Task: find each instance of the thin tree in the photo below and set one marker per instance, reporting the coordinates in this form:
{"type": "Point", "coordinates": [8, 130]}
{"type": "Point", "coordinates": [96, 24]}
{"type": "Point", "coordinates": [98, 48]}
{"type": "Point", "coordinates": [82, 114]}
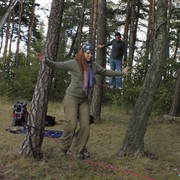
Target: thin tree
{"type": "Point", "coordinates": [81, 24]}
{"type": "Point", "coordinates": [31, 23]}
{"type": "Point", "coordinates": [133, 144]}
{"type": "Point", "coordinates": [33, 140]}
{"type": "Point", "coordinates": [101, 34]}
{"type": "Point", "coordinates": [92, 31]}
{"type": "Point", "coordinates": [126, 28]}
{"type": "Point", "coordinates": [7, 39]}
{"type": "Point", "coordinates": [132, 29]}
{"type": "Point", "coordinates": [19, 32]}
{"type": "Point", "coordinates": [175, 102]}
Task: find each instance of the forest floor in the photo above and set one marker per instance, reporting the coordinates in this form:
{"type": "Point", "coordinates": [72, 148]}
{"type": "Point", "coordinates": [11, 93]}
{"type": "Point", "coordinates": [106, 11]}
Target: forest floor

**What is required:** Everything in the records must be returned exactly, except the pictures.

**Reply to the exercise:**
Task: find each instance of the thin tree in the photo below and set one marker per instance, reporting the coordinates in this form:
{"type": "Point", "coordinates": [8, 130]}
{"type": "Point", "coordinates": [96, 24]}
{"type": "Point", "coordinates": [98, 48]}
{"type": "Point", "coordinates": [82, 114]}
Target: thin tree
{"type": "Point", "coordinates": [81, 24]}
{"type": "Point", "coordinates": [31, 23]}
{"type": "Point", "coordinates": [133, 144]}
{"type": "Point", "coordinates": [33, 140]}
{"type": "Point", "coordinates": [101, 34]}
{"type": "Point", "coordinates": [92, 31]}
{"type": "Point", "coordinates": [126, 28]}
{"type": "Point", "coordinates": [7, 39]}
{"type": "Point", "coordinates": [132, 29]}
{"type": "Point", "coordinates": [19, 32]}
{"type": "Point", "coordinates": [175, 102]}
Task: find each instance of the forest floor in the photo above and set one marker per instance, reporting the coordinates in this form:
{"type": "Point", "coordinates": [72, 148]}
{"type": "Point", "coordinates": [11, 93]}
{"type": "Point", "coordinates": [106, 11]}
Target: forest floor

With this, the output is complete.